- Opening Delimiter -
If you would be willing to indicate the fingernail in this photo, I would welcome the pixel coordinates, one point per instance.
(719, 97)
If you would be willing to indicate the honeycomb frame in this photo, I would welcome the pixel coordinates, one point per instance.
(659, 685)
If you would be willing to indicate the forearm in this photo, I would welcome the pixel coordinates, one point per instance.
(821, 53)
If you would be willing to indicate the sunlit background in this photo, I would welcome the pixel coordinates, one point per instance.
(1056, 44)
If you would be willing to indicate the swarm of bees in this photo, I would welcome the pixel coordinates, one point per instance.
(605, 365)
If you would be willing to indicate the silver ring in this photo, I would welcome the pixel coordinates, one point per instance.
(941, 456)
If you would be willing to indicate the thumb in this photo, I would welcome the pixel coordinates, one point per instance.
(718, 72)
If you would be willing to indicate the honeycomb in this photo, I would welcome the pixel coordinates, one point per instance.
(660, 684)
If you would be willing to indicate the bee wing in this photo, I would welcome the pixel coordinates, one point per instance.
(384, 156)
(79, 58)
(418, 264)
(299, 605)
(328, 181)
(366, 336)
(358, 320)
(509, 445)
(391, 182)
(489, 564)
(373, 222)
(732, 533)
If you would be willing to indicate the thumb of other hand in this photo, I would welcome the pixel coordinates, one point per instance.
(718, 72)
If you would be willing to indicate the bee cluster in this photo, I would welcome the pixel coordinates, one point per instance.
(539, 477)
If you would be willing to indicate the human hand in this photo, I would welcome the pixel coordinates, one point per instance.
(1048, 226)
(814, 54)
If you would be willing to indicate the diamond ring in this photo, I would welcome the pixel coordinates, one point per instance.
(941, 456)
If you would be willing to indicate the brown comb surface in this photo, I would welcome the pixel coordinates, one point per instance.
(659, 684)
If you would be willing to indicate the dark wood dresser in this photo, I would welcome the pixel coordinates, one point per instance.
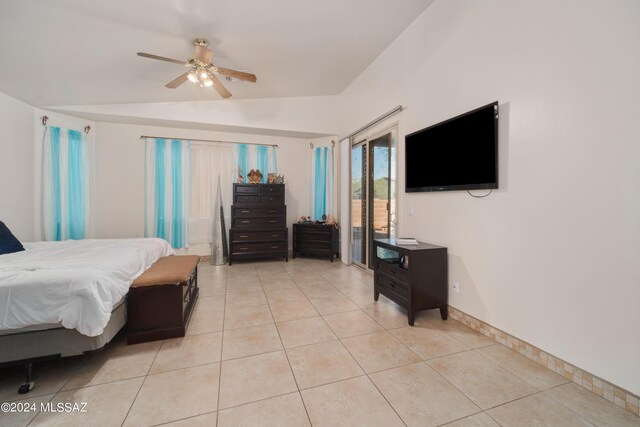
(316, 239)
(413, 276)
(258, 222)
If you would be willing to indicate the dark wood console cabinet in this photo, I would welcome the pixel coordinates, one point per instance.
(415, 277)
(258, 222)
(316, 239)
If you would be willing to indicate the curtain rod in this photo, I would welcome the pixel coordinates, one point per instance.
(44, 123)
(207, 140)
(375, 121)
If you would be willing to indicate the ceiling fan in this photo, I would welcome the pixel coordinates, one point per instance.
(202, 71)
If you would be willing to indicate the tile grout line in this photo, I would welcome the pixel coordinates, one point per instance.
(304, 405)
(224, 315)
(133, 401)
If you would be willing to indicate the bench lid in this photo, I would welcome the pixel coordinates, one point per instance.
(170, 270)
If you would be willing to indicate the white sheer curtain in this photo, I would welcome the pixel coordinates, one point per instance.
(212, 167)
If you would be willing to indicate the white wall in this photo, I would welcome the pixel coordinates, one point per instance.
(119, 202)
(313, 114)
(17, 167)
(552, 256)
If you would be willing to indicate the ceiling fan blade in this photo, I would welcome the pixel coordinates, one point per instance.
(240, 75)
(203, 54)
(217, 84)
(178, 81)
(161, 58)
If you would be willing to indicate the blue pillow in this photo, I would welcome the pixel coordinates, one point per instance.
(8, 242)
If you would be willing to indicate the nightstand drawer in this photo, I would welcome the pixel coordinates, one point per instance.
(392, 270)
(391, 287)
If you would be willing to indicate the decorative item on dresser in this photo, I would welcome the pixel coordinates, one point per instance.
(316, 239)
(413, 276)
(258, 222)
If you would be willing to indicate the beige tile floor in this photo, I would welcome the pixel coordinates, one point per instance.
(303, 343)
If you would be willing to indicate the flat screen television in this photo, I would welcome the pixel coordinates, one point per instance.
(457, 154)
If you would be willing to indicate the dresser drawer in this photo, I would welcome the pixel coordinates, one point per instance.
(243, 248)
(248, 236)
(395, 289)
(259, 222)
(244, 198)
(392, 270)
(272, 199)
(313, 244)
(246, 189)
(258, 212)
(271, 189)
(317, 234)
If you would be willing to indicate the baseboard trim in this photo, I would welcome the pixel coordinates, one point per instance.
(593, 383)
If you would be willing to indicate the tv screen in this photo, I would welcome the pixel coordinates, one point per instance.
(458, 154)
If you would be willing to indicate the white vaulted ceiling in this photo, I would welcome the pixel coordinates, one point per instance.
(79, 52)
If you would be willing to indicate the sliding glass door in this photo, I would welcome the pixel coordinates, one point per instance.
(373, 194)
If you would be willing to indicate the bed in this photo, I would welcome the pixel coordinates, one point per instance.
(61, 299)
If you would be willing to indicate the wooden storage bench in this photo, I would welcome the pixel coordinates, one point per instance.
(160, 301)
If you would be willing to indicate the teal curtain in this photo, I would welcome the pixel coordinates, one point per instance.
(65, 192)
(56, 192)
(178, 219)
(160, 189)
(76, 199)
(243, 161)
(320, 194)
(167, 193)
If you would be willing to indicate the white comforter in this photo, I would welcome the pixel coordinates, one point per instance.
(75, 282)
- Closing Delimiter -
- Opening Delimiter -
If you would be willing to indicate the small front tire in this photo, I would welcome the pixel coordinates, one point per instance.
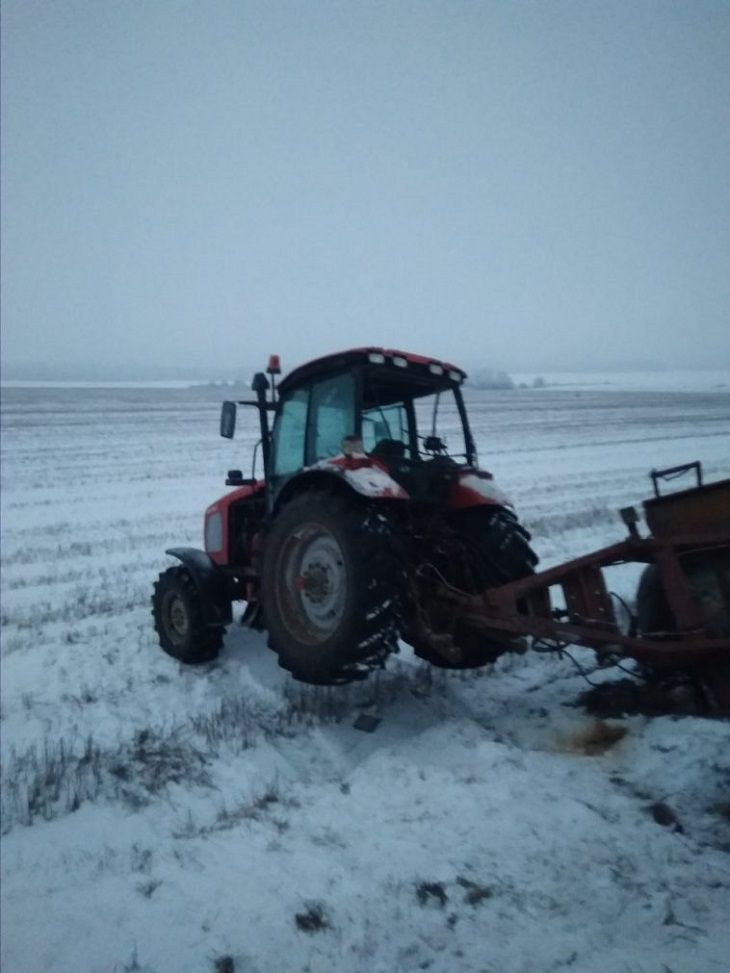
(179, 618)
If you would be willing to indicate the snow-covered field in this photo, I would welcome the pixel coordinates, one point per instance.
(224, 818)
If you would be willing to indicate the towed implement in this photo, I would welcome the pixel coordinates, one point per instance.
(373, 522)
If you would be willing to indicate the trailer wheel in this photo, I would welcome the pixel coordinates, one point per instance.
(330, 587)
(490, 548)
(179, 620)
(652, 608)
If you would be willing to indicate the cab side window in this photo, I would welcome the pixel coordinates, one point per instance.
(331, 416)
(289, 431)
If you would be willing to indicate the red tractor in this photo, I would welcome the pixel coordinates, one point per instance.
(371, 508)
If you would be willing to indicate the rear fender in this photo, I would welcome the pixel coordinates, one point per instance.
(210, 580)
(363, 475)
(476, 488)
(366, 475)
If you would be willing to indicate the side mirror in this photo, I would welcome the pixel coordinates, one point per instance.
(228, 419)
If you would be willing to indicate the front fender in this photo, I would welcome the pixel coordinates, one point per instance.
- Closing Delimiter -
- Opening Delimiter -
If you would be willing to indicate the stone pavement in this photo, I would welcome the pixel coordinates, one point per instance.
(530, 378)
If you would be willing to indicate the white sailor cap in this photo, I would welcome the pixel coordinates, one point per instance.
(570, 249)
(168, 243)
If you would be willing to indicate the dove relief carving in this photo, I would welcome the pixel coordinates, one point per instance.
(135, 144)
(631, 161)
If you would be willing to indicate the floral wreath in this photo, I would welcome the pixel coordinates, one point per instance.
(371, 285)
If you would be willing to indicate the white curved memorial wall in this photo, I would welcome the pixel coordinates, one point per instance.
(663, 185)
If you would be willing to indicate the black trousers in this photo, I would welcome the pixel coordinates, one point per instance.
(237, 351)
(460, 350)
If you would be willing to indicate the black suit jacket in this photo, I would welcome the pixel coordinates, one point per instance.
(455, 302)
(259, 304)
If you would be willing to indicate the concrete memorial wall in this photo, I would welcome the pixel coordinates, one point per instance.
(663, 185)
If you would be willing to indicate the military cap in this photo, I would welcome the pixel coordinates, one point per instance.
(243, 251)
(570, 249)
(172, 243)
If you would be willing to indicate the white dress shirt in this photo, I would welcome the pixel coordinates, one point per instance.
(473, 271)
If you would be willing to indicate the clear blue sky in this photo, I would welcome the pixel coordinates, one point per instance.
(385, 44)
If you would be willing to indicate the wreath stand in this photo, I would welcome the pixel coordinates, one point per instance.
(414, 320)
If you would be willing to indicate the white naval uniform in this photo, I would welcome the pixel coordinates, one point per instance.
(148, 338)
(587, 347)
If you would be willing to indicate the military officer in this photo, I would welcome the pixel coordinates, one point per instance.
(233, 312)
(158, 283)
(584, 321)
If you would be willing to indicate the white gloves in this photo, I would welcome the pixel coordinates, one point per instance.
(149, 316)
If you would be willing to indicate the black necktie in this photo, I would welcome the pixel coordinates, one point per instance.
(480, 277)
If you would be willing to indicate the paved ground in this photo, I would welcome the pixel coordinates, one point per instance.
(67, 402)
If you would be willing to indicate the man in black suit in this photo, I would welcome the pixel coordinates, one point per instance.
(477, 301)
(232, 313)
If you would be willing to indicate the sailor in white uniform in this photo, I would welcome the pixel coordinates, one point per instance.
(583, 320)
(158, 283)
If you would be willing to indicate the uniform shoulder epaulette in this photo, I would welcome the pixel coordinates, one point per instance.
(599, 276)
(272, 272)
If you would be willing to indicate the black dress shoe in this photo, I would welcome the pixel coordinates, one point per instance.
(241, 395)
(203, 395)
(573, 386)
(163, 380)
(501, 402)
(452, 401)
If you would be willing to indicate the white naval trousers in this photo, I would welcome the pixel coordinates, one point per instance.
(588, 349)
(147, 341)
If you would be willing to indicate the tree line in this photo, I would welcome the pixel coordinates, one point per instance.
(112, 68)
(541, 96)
- Closing Delimiter -
=== WHAT IS EXPECTED ===
Would you print, exactly as written, every line above from the one holding "If you would be willing to indicate the red" through the one holding "If you would be willing to indicate the front", with both included and no other lines?

=== REPLY TO THE EXERCISE ===
If you would be willing to indicate the red tractor in this photo, I would welcome the pixel coordinates, one point per instance.
(371, 508)
If you would be willing to indicate the rear fender in this photo, I would welcome the pixel coordinates, one point per instance.
(210, 580)
(363, 475)
(476, 488)
(366, 475)
If you would be willing to indicate the side mirror in this photo, I would welcome the pixel coordinates, one point per instance.
(228, 419)
If you would be willing to indicate the front fender in this photo, I would welcome the pixel coordinates, one point per instance.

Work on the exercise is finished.